━━ DATASET RECORDS ━━

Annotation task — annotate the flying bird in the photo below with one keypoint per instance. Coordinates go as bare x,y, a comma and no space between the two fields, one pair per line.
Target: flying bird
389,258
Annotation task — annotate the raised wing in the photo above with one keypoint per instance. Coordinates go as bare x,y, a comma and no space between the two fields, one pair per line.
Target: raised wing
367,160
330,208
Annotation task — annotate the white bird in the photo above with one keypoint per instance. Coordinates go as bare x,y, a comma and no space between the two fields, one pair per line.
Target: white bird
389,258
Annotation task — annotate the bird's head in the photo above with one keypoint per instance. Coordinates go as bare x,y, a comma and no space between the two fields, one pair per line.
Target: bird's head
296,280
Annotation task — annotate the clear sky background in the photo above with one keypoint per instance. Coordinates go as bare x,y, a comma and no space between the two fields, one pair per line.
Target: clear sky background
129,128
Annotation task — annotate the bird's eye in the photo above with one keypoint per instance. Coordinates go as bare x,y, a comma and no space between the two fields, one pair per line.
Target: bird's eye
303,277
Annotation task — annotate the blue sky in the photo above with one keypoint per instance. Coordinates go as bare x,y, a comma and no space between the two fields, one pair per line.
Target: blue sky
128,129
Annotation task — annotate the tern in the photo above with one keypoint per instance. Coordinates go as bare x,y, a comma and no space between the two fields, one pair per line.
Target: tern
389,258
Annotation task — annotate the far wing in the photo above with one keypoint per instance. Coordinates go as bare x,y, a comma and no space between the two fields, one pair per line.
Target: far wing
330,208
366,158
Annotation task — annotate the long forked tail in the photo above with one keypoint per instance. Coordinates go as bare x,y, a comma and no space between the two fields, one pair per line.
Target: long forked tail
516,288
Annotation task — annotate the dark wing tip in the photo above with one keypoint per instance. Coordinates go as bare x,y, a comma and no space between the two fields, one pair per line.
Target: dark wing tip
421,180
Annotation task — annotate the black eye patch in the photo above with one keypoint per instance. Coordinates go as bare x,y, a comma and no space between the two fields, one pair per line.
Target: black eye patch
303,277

━━━

Reproduce verbatim the lines starting at the one containing "Annotation task — annotate the dark" and ending at the final line of the rows above, including both.

Annotation task — annotate the dark wing tip in the photo above with one keypoint per instance. Coordinates go as bare x,y, a comma and no space between the two fields, one pair per line.
Target: dark wing tip
421,180
Annotation task — annotate the black eye patch in the photo above with one keypoint per instance. Coordinates go as bare x,y, a comma and no space between the two fields, one pair per line.
Target: black eye patch
303,277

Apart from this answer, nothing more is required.